• WHAT THE TASK REQUIRES
Can you copy the lines from the one that contains "knob and record the pixel coordinates." through the end of the material below, exactly and with nothing else?

• GIVEN DATA
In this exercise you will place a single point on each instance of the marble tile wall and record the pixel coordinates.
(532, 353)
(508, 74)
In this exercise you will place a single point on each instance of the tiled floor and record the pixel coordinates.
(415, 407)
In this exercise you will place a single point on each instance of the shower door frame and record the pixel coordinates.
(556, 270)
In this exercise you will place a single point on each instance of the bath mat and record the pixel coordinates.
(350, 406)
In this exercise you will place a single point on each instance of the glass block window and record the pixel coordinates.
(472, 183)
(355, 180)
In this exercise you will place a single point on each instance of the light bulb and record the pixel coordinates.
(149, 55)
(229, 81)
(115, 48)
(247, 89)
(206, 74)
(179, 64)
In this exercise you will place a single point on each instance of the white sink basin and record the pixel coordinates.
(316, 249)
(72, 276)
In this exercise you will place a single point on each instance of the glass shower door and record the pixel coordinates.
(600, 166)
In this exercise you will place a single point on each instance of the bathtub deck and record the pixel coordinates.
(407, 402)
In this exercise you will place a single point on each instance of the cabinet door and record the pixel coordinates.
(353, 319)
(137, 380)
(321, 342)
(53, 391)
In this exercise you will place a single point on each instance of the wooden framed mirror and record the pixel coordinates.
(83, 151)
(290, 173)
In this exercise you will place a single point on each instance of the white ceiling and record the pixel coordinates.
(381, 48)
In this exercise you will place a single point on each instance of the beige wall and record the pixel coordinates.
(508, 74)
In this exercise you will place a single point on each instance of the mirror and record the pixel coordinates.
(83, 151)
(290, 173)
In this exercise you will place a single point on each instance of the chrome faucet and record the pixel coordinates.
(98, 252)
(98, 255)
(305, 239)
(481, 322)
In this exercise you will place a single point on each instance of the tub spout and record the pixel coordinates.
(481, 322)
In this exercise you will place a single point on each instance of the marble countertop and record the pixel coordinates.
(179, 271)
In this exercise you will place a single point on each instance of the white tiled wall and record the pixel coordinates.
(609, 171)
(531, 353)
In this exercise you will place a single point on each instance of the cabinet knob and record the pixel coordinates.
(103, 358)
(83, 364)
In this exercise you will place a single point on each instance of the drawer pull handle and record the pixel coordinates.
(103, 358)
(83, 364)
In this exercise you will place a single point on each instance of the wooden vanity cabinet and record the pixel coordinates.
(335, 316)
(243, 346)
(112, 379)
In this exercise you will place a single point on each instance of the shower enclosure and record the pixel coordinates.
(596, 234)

• PROBLEM SOLUTION
In this exercise you will place a single point on each instance of the cabinet knob and record the pixel coordinates.
(103, 358)
(83, 364)
In this exercise you will place a single point on each instance of the drawer pull handle and record the pixel coordinates.
(103, 358)
(83, 364)
In this exercise you will place a single point on each instance of the wooden vanity cabinet and record the pixel coordinates.
(335, 316)
(243, 346)
(112, 379)
In this exercise you will place a single point on each instance of the shower enclosure and record the pixel coordinates.
(596, 234)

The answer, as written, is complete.